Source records
★ ★ ★ ★ ★
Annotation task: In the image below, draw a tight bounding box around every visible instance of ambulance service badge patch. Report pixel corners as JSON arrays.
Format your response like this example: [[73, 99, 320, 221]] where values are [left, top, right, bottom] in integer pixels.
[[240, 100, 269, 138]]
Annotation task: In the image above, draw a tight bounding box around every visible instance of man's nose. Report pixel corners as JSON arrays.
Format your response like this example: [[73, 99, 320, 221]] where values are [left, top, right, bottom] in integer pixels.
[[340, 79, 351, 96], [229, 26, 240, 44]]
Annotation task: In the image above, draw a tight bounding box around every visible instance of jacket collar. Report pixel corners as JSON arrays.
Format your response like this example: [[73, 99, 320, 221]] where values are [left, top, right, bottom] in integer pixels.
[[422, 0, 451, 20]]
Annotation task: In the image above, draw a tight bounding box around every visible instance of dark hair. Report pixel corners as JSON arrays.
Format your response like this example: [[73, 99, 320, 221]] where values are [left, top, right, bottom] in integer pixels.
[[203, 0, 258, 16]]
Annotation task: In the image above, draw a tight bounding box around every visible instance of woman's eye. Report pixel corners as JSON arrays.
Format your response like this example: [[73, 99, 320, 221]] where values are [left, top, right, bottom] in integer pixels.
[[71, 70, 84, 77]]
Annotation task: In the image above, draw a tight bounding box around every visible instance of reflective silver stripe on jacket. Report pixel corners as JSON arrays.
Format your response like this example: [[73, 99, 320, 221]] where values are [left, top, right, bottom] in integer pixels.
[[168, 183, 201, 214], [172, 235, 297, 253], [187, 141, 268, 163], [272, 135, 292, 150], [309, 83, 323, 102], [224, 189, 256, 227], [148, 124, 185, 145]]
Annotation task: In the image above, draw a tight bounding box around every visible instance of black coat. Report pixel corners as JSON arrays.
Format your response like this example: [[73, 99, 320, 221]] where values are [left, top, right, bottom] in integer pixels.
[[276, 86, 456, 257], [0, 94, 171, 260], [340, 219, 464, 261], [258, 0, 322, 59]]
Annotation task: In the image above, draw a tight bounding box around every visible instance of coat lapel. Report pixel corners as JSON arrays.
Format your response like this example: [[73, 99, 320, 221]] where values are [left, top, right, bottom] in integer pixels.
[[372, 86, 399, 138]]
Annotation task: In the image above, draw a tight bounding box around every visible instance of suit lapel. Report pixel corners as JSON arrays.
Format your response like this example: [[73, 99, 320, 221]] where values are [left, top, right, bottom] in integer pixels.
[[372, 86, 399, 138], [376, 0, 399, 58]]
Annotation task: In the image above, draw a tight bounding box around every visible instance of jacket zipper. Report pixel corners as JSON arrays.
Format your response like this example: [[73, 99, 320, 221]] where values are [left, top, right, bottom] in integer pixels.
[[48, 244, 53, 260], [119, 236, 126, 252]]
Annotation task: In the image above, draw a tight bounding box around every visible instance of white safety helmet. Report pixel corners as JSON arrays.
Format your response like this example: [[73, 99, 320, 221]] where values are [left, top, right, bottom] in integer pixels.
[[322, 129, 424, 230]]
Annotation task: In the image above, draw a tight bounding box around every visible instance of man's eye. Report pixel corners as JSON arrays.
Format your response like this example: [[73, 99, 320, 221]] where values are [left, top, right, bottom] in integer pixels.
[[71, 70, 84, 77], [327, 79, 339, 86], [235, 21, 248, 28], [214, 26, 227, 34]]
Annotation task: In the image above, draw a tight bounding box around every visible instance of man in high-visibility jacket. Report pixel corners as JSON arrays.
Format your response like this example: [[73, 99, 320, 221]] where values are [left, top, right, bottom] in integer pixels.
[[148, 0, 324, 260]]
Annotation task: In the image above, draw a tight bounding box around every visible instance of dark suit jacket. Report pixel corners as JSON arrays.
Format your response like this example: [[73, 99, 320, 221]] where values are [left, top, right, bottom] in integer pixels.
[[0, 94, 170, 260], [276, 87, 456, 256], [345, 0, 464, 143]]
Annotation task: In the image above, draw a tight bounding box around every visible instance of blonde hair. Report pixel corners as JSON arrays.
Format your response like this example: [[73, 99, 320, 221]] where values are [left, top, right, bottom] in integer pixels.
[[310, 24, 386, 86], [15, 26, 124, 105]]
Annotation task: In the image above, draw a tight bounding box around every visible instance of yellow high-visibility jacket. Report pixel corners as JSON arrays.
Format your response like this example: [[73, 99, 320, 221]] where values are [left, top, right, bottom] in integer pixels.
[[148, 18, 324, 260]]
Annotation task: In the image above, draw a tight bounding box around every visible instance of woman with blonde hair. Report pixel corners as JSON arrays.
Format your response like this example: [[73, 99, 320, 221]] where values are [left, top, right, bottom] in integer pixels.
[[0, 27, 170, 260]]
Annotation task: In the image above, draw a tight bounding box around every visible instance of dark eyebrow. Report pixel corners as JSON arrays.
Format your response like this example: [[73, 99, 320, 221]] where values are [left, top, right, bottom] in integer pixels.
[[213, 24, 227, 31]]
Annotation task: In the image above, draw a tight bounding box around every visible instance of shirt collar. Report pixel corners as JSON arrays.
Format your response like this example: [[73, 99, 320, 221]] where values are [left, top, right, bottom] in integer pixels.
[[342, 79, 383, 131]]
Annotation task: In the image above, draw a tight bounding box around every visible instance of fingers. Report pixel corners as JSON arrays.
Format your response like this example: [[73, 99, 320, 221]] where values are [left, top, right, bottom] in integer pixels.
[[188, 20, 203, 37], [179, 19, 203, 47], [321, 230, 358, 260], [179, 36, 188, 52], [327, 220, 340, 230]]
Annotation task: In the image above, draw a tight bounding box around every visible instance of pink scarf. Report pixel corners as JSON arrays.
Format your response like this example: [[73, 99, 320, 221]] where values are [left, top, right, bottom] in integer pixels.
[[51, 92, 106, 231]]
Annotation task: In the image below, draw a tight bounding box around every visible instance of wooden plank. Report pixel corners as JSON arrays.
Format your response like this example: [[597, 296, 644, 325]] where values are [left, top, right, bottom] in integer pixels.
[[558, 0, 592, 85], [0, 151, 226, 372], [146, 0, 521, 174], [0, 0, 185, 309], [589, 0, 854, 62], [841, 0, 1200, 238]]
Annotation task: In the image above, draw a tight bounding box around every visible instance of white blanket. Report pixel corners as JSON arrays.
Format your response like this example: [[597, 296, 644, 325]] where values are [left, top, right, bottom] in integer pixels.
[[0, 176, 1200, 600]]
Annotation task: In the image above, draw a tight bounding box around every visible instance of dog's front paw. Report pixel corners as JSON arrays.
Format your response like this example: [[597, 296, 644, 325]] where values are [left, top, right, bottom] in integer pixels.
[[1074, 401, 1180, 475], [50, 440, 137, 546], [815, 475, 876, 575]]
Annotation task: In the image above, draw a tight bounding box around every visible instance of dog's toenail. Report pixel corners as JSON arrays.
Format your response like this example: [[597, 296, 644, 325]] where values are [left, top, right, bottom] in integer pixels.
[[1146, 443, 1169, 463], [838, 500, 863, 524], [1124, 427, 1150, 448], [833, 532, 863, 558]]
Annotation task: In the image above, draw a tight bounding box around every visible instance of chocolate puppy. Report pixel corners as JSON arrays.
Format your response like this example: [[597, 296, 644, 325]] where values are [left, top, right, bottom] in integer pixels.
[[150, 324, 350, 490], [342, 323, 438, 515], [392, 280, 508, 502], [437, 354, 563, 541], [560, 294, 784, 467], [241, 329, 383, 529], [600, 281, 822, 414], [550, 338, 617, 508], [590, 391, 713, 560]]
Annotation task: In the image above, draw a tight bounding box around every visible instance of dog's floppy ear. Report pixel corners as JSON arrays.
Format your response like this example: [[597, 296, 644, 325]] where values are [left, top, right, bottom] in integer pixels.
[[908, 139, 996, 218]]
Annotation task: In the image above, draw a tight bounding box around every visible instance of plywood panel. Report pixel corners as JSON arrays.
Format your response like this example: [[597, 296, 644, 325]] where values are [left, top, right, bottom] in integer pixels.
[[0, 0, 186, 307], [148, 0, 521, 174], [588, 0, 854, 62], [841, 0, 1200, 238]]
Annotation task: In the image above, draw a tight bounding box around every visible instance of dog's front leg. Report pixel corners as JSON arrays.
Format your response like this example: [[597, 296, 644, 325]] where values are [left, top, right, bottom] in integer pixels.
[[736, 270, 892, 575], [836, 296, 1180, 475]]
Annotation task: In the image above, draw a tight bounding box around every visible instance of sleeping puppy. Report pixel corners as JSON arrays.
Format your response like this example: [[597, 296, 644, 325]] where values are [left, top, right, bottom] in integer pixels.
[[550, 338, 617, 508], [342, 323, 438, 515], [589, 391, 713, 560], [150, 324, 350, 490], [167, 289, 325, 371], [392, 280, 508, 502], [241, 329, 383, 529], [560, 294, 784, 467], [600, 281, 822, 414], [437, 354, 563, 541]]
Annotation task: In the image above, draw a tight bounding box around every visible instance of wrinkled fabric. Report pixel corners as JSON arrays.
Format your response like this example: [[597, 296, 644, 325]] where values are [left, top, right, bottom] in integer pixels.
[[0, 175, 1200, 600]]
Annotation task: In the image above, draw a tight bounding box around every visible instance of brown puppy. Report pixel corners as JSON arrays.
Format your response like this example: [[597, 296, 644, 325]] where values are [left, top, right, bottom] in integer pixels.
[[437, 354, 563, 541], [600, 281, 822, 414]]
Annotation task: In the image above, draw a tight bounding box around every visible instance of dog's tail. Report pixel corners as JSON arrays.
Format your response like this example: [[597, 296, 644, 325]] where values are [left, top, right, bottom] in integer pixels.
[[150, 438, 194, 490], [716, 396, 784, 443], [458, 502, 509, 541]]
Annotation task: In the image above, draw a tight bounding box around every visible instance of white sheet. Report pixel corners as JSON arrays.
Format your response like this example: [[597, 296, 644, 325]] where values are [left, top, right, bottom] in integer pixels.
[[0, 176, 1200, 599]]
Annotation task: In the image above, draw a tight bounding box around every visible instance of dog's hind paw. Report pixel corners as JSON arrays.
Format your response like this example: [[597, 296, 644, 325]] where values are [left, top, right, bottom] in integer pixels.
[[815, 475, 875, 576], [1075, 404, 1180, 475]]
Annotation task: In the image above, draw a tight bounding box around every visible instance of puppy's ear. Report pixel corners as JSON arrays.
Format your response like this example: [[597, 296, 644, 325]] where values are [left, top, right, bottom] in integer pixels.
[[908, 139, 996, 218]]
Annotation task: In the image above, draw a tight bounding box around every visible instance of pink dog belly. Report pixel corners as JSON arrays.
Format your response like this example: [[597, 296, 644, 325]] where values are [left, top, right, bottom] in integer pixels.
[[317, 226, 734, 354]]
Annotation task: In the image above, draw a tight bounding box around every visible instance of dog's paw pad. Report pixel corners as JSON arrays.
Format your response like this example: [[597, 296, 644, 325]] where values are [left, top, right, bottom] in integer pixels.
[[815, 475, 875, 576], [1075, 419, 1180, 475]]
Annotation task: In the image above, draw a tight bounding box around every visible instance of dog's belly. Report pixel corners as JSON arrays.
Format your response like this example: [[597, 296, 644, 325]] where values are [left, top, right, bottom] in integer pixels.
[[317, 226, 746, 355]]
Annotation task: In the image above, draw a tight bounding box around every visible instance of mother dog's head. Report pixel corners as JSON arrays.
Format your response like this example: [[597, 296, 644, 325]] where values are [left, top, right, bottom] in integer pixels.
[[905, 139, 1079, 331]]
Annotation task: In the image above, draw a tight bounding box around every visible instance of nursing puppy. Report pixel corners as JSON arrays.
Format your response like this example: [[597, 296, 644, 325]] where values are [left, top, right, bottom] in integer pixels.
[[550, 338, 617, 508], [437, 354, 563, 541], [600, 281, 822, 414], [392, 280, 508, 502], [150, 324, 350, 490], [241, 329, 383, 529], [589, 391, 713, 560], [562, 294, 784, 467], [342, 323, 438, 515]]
★ ★ ★ ★ ★
* What to do: Please set down, word for word, the lines of the material that begin at the line containing "dark hair. Report pixel corners as JSON arrays." and end after the line containing "[[71, 70, 84, 77]]", including both of those lines.

* Response below:
Annotation task: In the image above, draw a tight bounding box around every visible instance of dark hair. Report pixel corners as JSON arrays.
Format your response like this example: [[73, 99, 320, 221]] where values are [left, top, right, bottom] in integer pixels.
[[203, 0, 258, 16]]
Annotation task: In the image above, draw a tight bounding box around every visible instance of woman's eye. Report pixel corners as JSON arrays.
Format your response like this example: [[73, 99, 320, 221]] where values are [left, top, right, bottom] in integer pixels.
[[71, 70, 84, 77]]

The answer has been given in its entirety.